Task prompt
Extract exactly and only the lines of the data below, starting at the line with "written like (105,80)." and stopping after the final line.

START Input material

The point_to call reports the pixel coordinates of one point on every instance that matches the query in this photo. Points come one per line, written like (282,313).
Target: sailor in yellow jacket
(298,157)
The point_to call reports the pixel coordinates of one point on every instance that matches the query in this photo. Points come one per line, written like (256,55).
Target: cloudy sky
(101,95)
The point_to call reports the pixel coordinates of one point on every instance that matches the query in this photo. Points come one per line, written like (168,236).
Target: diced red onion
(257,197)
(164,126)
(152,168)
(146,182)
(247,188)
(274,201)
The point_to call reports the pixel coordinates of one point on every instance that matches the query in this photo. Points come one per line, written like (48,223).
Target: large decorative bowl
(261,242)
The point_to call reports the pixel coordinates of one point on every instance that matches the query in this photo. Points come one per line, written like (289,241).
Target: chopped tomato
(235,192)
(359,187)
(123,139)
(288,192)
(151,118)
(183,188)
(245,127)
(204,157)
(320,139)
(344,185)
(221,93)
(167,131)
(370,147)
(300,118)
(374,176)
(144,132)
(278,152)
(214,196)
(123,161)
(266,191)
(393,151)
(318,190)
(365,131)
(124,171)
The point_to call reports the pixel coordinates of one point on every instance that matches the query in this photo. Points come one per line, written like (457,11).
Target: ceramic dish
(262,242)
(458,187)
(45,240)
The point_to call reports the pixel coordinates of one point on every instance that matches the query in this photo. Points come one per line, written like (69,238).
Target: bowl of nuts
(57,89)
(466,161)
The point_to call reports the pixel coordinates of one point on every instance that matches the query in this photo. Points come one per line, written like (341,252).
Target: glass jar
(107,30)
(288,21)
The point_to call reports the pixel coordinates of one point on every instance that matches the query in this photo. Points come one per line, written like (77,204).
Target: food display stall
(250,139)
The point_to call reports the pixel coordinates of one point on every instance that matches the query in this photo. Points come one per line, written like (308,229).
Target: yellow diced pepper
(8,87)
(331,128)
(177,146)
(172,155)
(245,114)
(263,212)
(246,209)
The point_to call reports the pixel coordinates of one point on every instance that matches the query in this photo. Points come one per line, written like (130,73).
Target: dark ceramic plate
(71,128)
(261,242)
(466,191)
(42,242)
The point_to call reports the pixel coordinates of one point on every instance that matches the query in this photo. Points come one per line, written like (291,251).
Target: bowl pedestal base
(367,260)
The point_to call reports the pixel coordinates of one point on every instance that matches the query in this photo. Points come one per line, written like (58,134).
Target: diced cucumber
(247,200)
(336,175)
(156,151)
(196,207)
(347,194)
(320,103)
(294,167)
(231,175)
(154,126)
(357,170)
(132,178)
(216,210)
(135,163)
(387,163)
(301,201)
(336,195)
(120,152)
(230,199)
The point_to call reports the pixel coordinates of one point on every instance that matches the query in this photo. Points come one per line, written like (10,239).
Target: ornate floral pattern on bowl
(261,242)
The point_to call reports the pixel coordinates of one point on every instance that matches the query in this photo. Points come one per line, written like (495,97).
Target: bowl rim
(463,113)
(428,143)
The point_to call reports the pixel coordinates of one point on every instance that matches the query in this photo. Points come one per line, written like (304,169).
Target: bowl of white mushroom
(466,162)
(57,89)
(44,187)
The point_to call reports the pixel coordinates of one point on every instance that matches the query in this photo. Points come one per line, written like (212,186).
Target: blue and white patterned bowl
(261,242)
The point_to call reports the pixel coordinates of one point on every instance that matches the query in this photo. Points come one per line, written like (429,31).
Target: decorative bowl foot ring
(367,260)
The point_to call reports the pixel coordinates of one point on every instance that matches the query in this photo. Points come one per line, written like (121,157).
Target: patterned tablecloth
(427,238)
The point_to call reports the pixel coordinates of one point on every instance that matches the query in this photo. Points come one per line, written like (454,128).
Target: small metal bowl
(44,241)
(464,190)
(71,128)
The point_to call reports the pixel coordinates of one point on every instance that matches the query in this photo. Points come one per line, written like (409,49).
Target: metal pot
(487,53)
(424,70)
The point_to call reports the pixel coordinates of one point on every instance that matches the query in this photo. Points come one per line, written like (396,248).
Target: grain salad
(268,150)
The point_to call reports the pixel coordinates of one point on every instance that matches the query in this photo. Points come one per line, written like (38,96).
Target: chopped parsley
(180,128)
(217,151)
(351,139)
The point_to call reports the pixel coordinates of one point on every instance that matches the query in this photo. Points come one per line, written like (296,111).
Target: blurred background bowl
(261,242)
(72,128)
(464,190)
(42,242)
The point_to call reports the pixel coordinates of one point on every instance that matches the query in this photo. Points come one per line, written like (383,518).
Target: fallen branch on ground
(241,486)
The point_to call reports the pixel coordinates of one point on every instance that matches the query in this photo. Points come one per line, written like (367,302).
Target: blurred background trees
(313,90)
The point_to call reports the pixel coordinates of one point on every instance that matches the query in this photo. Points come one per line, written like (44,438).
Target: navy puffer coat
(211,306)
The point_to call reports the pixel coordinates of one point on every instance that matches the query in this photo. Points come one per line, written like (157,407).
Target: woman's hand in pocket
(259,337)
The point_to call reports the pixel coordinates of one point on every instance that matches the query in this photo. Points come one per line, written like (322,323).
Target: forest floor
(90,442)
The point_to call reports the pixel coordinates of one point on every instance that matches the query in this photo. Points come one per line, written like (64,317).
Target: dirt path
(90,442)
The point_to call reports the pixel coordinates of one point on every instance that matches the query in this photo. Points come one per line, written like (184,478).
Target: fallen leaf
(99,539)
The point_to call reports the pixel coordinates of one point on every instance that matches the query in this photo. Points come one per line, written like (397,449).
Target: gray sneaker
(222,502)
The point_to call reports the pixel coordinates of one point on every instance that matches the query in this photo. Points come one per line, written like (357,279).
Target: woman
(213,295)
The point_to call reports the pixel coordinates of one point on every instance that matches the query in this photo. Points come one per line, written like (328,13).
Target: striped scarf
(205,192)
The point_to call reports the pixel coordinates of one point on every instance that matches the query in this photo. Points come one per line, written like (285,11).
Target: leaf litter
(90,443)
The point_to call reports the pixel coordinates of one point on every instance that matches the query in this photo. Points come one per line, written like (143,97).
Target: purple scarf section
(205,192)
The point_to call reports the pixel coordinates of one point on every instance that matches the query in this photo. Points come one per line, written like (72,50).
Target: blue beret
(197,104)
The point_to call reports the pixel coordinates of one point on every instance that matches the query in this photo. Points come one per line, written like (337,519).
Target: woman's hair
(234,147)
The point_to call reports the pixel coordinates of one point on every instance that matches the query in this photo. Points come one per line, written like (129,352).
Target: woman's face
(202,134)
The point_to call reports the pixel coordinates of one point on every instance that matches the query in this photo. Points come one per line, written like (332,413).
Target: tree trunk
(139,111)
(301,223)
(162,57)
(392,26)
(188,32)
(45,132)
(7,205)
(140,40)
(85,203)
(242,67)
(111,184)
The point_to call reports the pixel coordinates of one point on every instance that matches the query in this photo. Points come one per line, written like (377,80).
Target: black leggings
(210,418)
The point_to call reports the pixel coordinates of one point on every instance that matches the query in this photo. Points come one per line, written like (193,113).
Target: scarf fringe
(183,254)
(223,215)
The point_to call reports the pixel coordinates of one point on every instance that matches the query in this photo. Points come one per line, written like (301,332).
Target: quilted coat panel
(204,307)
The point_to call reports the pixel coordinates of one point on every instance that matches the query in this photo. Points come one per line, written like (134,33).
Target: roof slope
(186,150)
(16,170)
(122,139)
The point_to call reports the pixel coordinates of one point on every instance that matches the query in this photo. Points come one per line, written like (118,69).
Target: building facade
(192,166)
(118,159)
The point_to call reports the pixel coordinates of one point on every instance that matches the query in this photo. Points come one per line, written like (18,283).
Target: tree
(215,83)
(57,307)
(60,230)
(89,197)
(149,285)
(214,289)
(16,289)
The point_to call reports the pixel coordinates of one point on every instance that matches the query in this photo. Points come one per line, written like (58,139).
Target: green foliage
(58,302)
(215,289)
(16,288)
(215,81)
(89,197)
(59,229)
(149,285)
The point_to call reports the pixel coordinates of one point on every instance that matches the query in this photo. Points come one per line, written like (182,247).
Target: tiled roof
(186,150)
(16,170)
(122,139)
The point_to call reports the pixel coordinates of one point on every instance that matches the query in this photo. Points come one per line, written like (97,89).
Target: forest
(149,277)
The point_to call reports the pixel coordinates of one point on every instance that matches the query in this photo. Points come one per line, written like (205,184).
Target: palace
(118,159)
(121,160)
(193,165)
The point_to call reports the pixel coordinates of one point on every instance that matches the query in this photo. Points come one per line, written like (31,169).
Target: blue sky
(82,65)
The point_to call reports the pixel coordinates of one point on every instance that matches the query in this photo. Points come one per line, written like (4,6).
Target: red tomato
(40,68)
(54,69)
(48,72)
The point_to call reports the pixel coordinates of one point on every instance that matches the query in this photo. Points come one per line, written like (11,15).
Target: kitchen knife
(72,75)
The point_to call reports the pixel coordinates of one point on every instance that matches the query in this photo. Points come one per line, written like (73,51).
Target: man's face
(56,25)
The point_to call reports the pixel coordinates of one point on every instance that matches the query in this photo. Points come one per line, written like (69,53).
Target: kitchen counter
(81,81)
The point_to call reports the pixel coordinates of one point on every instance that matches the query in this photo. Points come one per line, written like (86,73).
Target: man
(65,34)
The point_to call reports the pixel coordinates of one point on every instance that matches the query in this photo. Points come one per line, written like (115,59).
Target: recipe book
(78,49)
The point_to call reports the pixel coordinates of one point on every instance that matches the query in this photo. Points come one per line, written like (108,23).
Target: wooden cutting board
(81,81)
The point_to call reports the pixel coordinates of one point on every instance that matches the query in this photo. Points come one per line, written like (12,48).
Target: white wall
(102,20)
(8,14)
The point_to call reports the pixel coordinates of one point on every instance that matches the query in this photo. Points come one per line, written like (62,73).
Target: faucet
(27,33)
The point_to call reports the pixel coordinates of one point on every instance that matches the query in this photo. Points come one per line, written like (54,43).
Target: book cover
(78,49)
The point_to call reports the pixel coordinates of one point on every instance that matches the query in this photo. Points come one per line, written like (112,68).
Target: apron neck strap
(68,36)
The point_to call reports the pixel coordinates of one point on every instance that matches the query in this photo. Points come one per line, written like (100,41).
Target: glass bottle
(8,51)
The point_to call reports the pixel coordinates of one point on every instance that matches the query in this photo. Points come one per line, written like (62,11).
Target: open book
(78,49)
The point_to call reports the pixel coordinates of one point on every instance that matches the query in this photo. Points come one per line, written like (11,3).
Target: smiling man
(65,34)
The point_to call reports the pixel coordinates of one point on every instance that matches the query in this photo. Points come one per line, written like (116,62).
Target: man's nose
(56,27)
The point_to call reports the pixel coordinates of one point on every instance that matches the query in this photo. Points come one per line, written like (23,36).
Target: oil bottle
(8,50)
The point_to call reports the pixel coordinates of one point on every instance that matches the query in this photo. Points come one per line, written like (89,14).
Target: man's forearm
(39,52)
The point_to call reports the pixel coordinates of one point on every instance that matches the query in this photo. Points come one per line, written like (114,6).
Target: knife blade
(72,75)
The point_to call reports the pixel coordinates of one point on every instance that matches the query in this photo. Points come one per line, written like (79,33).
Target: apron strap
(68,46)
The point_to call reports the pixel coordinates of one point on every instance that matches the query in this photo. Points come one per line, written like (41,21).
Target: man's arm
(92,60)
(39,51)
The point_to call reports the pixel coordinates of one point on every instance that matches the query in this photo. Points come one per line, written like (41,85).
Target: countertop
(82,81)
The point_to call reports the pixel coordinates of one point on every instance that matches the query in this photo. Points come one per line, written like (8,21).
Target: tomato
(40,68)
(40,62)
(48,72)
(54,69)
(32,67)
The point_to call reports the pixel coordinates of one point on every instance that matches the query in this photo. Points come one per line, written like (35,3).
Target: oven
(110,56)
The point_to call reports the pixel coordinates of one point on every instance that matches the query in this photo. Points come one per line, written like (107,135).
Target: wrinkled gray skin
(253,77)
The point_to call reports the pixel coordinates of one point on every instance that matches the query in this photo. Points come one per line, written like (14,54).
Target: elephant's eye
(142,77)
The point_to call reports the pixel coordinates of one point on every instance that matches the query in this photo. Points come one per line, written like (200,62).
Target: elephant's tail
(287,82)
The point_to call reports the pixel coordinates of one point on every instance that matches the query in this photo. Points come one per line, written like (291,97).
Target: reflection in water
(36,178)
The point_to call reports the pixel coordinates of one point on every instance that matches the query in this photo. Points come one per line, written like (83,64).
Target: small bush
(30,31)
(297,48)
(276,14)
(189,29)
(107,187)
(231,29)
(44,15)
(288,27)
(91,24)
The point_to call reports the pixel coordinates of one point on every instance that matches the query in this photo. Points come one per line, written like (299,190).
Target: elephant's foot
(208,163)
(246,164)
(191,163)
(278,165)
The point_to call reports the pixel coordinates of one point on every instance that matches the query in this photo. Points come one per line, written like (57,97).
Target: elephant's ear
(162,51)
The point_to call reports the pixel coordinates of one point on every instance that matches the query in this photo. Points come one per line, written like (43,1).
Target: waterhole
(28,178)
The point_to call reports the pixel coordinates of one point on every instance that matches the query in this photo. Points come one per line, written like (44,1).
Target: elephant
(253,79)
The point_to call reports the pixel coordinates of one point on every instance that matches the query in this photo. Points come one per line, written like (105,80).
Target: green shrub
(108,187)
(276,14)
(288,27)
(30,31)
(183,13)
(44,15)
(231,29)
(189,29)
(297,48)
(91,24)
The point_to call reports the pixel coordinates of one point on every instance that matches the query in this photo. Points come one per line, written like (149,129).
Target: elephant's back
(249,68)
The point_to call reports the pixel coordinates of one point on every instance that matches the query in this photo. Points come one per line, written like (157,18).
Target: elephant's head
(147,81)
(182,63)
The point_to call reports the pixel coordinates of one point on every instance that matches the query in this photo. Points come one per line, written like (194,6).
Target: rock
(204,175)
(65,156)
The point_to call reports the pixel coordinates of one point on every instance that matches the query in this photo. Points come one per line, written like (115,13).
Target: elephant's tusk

END Input material

Exercise solution
The point_to call reports the pixel coordinates of one point on every instance that matches the query in this photo. Points come one per line, written like (105,80).
Target: green shrub
(108,187)
(276,14)
(288,27)
(30,31)
(183,13)
(44,15)
(231,29)
(189,29)
(297,48)
(91,24)
The point_to call reports the pixel coordinates of one point on every instance that matches the query in this photo. Points come one per line, written like (149,129).
Target: elephant's back
(249,68)
The point_to call reports the pixel coordinates of one point on every instance that matches the query in this photo. Points come one per line, written like (157,18).
Target: elephant's head
(147,81)
(182,63)
The point_to call reports the pixel coordinates of one point on every instance that matches the query in this photo. Points come one per line, written like (194,6).
Target: rock
(204,175)
(65,156)
The point_to call reports the pixel coordinates of one point on every instance that matches the query in this photo. Points come one per line, written like (115,13).
Target: elephant's tusk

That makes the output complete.